Your objective:
Pictures stay out of the copy; restate everything else in the material exactly.
··· Data entries ···
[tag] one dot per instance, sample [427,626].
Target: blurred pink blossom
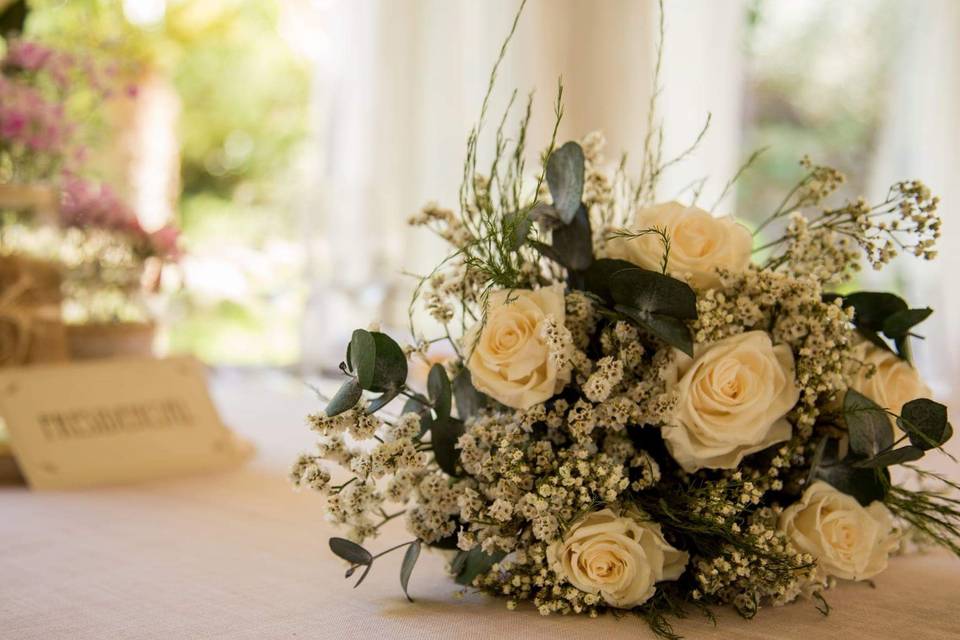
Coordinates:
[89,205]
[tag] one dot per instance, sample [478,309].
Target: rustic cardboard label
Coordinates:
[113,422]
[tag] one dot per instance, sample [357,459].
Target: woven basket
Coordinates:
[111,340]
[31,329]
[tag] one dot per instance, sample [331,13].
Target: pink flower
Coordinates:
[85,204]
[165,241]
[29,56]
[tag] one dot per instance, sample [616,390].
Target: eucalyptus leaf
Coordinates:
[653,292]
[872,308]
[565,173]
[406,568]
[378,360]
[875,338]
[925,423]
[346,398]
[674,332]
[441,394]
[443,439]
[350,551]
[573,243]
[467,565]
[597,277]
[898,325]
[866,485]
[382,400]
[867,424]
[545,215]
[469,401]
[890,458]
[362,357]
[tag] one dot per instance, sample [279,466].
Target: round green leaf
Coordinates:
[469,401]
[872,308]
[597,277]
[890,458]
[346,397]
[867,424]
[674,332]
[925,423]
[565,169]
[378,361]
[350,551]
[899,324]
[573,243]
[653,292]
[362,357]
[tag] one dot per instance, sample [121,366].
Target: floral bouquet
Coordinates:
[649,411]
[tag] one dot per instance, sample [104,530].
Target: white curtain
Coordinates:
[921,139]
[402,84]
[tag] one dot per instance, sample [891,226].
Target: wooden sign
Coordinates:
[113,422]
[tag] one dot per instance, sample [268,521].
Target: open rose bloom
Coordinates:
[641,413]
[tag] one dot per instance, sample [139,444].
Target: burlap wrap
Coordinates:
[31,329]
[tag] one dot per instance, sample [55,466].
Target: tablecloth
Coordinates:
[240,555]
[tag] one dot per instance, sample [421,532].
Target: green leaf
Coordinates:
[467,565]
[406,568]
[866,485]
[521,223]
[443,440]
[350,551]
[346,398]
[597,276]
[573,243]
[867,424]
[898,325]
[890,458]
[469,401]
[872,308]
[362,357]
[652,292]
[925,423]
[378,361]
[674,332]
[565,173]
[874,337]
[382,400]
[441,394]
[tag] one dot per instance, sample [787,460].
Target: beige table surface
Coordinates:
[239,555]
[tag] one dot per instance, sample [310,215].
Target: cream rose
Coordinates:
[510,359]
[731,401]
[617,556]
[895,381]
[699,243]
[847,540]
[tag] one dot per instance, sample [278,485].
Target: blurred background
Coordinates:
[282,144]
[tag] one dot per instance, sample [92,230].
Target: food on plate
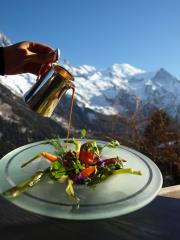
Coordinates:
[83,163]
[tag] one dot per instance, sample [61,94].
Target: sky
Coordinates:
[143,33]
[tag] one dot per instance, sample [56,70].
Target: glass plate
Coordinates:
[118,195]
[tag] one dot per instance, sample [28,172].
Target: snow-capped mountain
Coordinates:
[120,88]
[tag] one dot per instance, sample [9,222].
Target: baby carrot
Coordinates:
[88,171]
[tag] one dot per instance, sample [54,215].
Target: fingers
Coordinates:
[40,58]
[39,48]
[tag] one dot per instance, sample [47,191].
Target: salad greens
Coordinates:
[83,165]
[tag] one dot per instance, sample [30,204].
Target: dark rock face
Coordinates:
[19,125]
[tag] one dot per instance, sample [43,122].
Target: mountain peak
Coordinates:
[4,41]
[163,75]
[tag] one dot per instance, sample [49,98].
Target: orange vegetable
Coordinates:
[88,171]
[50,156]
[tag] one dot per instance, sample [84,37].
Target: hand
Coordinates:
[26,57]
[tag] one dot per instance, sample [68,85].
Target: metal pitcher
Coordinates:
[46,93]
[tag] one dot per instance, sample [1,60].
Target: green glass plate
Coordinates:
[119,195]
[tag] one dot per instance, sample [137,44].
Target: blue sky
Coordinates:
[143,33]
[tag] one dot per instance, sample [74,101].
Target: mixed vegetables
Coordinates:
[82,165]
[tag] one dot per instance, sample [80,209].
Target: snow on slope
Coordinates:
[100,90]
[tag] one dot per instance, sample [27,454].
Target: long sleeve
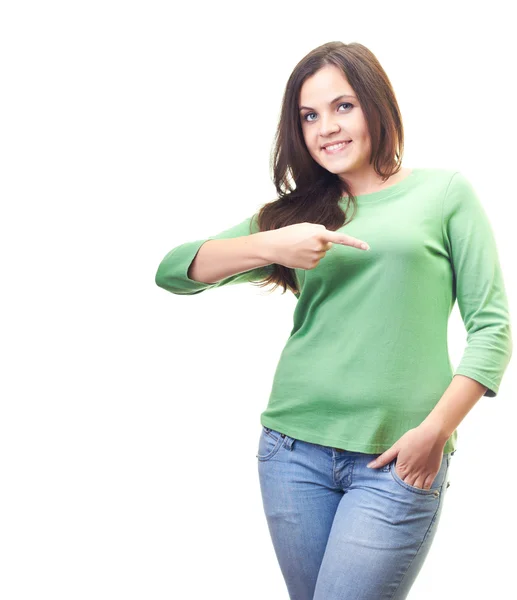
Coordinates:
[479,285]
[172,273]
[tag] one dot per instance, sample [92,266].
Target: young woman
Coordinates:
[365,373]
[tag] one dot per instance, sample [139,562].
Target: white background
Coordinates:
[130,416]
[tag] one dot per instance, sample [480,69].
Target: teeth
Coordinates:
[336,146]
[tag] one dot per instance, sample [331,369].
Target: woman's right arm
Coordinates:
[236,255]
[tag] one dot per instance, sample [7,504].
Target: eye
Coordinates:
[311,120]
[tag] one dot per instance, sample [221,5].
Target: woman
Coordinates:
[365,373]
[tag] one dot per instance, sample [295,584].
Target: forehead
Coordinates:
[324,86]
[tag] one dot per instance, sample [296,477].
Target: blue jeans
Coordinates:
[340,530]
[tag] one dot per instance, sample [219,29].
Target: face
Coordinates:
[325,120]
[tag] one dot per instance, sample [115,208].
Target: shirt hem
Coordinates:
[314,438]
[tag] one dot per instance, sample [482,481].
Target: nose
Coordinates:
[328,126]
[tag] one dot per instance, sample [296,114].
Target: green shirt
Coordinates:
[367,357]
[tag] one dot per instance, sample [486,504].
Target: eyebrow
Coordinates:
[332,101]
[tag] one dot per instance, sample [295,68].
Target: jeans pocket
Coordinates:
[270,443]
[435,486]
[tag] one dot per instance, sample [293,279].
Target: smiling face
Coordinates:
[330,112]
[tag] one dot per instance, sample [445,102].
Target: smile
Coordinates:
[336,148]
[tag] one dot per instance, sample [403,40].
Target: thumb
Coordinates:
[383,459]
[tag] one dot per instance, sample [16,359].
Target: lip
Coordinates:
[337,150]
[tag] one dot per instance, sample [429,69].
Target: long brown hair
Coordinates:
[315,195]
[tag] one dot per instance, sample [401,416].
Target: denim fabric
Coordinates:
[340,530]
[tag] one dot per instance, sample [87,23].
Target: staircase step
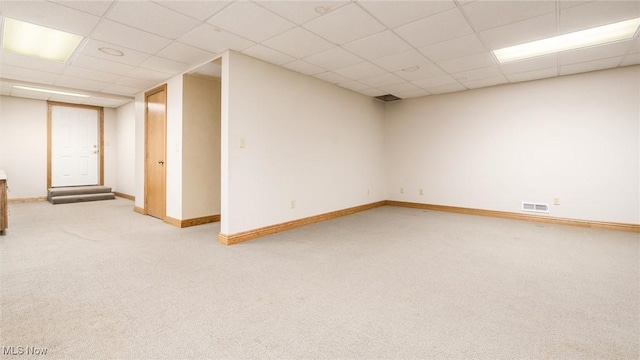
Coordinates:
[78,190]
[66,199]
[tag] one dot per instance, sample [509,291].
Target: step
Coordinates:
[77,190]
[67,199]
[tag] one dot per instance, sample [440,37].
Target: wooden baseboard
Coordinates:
···
Solution to this problem:
[tag] one dot per instance, sample [427,626].
Target: blurred pink blossom
Coordinates:
[89,205]
[tag] one dot per instance, sample [478,309].
Target: rustic cardboard label
Coordinates:
[113,422]
[tag] one dot per instance, sample [357,459].
Target: woven basket
Coordinates:
[111,340]
[31,329]
[tag] one dot per instance, sample [331,13].
Target: pink flower
Coordinates:
[85,204]
[165,241]
[29,56]
[tag] one dot per instance, sample [616,390].
Target: eucalyptus leaf
Coordinates:
[653,292]
[872,308]
[565,173]
[406,568]
[378,360]
[875,338]
[925,423]
[346,398]
[674,332]
[441,394]
[443,439]
[350,551]
[573,243]
[467,565]
[597,277]
[898,325]
[866,485]
[382,400]
[867,424]
[545,215]
[469,401]
[890,458]
[362,357]
[tag] one dot per instance, sample [279,466].
Target: round green leaf
Coordinates:
[469,401]
[872,308]
[597,277]
[890,458]
[346,397]
[867,424]
[674,332]
[925,423]
[565,169]
[378,361]
[350,551]
[899,324]
[573,243]
[653,292]
[362,357]
[tag] one dot per instance, sample [121,366].
Target: floral bouquet
Coordinates:
[649,411]
[tag] one dot per instance, sample [104,530].
Target: white curtain
Coordinates:
[921,139]
[402,84]
[tag] one dot per instance, sample [891,226].
Target: wooden sign
Coordinates:
[113,422]
[tag] one dot per instance, sample [268,521].
Target: open rose bloom
Coordinates:
[641,413]
[tag] one dot per instance, sample [139,444].
Target: burlap wrap
Coordinates:
[31,329]
[tag] one dot per instance, sample [55,466].
Target: tablecloth
Coordinates:
[240,555]
[tag] one dot per instance, sample [421,532].
Target: green leaf
Coordinates:
[467,565]
[406,568]
[866,485]
[521,223]
[443,440]
[350,551]
[346,398]
[597,276]
[573,243]
[867,424]
[898,325]
[890,458]
[469,401]
[872,308]
[362,357]
[652,292]
[925,423]
[378,361]
[674,332]
[565,173]
[874,337]
[382,400]
[441,394]
[tag] one dot per instance, sample [787,460].
Target: beige table surface
Coordinates:
[239,555]
[tag] one dot per instance, sample [310,215].
Target: cream rose
Coordinates:
[510,359]
[731,401]
[617,556]
[895,381]
[699,243]
[847,540]
[tag] one dot per instance, sample [278,485].
Target: blurred background
Coordinates:
[282,144]
[tag] one dot per instance, sample [92,230].
Target: food on plate
Coordinates:
[83,163]
[tag] one dot per instance, sample [61,94].
Target: sky
Coordinates:
[143,33]
[tag] one dot per instance, sample [56,70].
Target: glass plate
Coordinates:
[118,195]
[tag] one dot per instance, sample [28,172].
Target: snow-capped mountain
Coordinates:
[120,88]
[tag] one dot per instance, sample [9,222].
Target: baby carrot
Coordinates:
[88,171]
[tag] one dot per instance, sample [54,215].
Target: fingers
Coordinates:
[40,58]
[39,48]
[tag] one dot per instance, sample [47,191].
Target: salad greens
Coordinates:
[83,165]
[tag] one dot per instance, sample [30,204].
Target: dark rock face
Coordinates:
[19,125]
[tag] one dot per instance, sample [43,122].
Target: mountain peak
Coordinates:
[4,41]
[163,75]
[tag] one dot per instance, sample [49,98].
Target: orange vegetable
Coordinates:
[88,171]
[50,156]
[tag] one dot per instance, sample [84,37].
Target: hand
Coordinates:
[26,57]
[tag] one dot per instance, sample [68,85].
Target: metal pitcher
Coordinates:
[46,93]
[tag] one dot per instance, sample [1,60].
Target: green glass plate
Coordinates:
[119,195]
[tag] one dot per instance, sample [137,44].
Target: blue sky
Coordinates:
[143,33]
[tag] one dot per instance, sample [74,101].
Target: mixed vegetables
Coordinates:
[82,165]
[tag] one dot per instance, sample [80,209].
Target: snow on slope
Coordinates:
[100,90]
[tag] one dot per instance, sample [27,454].
Target: long sleeve
Coordinates:
[479,285]
[172,273]
[tag] one dot per instance, sample [92,266].
Target: young woman
Coordinates:
[365,373]
[tag] one dot per instance, sample [139,562].
Target: white background
Coordinates:
[130,416]
[tag] one dot per instance, sample [480,69].
Target: teeth
Coordinates:
[336,146]
[tag] one dot per instance, sample [331,369].
Target: woman's right arm
Coordinates:
[236,255]
[tag] one dot per instance, sample [7,504].
Target: eye
Coordinates:
[311,120]
[tag] one dot per instance, sample [221,5].
Target: woman
Coordinates:
[365,373]
[tag] one dot per instance, sample [295,584].
Target: forehead
Coordinates:
[324,86]
[tag] one dot per instance, sample [296,477].
Target: blue jeans
Coordinates:
[340,530]
[tag] one dot per instance, sample [219,29].
Target: face
Coordinates:
[325,120]
[tag] one dot per instance, sample [115,208].
Target: shirt hem
Coordinates:
[314,438]
[tag] one dot per instance, sample [482,481].
Target: nose
Coordinates:
[328,126]
[tag] one dot per instance, sample [296,114].
Target: green shirt
Coordinates:
[367,357]
[tag] one dot per instance, sample [486,504].
Target: eyebrow
Coordinates:
[332,101]
[tag] one dot per instance, sample [295,68].
Target: jeans pocket
Coordinates:
[270,443]
[435,486]
[tag] one dot per instance, sample [293,279].
Target: smiling face
Coordinates:
[330,112]
[tag] one dot per instance, sample [445,102].
Target: smile
Coordinates:
[336,148]
[tag] one dot per instance, sample [403,40].
Target: thumb
Coordinates:
[383,459]
[tag] one dot per instance, sample [16,359].
Target: lip
Coordinates:
[337,150]
[tag] one dot per instance, sample [429,69].
Target: long brown hair
Coordinates:
[315,195]
[tag] one dot per instance, sample [401,416].
Target: denim fabric
Coordinates:
[340,530]
[tag] one dot per instance, sample [87,23].
Target: staircase step
Coordinates:
[78,190]
[66,199]
[tag] one dot per instance, sample [509,291].
Target: step
Coordinates:
[77,190]
[67,199]
[tag] one dot per instance, sample [440,37].
Target: wooden baseboard
Coordinates:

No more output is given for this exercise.